Given request:
Repeat only the lines of the material starting at the line containing "Localize woman wearing" and ending at the line containing "[409, 199, 422, 210]", requests included. Increase every box coordinate in the answers by 147, and leave the requests and their sample coordinates as they are.
## begin Provided information
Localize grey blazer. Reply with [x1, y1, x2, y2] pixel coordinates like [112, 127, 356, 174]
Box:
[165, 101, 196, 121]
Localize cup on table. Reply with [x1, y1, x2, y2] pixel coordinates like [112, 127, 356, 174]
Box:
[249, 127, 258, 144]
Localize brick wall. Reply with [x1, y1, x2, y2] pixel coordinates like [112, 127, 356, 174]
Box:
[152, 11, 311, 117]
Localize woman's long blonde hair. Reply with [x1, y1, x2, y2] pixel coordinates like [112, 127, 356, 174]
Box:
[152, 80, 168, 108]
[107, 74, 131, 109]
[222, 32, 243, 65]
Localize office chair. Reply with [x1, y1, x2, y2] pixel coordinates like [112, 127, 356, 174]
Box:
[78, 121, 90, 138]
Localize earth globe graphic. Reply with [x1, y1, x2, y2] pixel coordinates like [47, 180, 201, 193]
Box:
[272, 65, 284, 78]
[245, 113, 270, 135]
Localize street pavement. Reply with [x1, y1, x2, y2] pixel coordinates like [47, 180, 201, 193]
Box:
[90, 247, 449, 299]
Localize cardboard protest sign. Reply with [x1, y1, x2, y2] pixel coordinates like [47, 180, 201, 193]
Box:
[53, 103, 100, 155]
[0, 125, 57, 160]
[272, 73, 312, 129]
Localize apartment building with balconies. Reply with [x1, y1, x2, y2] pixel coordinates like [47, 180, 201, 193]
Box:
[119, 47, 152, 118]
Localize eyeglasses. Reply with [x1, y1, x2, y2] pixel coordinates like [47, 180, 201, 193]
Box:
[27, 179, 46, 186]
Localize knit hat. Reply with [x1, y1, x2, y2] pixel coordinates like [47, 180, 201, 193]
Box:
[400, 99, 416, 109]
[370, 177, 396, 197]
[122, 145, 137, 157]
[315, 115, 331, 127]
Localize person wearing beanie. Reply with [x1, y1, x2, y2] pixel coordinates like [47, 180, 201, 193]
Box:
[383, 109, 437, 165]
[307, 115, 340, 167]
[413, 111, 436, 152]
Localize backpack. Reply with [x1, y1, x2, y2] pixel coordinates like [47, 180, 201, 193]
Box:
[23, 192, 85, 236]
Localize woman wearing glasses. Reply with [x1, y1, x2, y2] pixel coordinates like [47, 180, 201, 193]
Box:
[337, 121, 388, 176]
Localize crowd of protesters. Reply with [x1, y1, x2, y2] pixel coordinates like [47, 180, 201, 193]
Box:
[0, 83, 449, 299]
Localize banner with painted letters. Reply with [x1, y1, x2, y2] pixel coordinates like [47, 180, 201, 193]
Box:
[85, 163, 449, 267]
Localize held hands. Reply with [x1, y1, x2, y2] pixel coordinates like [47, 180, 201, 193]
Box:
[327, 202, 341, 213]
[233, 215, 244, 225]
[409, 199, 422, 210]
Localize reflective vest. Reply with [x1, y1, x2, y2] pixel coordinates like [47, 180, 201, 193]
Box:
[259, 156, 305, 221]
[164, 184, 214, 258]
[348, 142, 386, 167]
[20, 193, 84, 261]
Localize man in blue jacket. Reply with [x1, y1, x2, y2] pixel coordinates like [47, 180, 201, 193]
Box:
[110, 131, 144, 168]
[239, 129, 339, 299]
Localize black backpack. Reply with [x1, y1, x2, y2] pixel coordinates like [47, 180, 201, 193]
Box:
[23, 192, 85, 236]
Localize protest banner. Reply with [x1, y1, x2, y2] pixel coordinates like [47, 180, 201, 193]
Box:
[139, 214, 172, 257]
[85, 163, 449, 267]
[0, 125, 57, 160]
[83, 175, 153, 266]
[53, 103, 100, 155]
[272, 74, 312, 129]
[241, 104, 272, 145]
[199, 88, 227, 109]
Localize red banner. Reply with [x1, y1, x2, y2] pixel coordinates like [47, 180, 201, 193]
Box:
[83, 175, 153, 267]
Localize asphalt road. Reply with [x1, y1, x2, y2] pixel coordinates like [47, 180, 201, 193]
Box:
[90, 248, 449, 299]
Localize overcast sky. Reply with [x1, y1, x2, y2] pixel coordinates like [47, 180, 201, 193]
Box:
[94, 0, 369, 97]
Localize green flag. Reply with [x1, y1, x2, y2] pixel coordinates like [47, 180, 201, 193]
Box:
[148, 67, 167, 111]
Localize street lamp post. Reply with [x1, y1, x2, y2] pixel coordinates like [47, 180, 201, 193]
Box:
## end Provided information
Exercise answer:
Localize woman wearing glasses. Reply with [x1, y1, x2, y2] pixel coordinates like [47, 180, 201, 193]
Box:
[484, 268, 535, 323]
Localize crowd of protesters. Reply with [x1, y1, x2, y2] pixel coordinates like [47, 180, 201, 193]
Box:
[147, 230, 596, 446]
Localize banner with painted letters. Reply with [x1, y1, x2, y2] pixel coordinates like [47, 180, 201, 193]
Box:
[232, 310, 596, 414]
Localize held hands. Reply with [x1, y1, x2, y2] pixel coordinates like [47, 180, 201, 193]
Box:
[474, 349, 488, 360]
[380, 362, 391, 372]
[556, 346, 569, 357]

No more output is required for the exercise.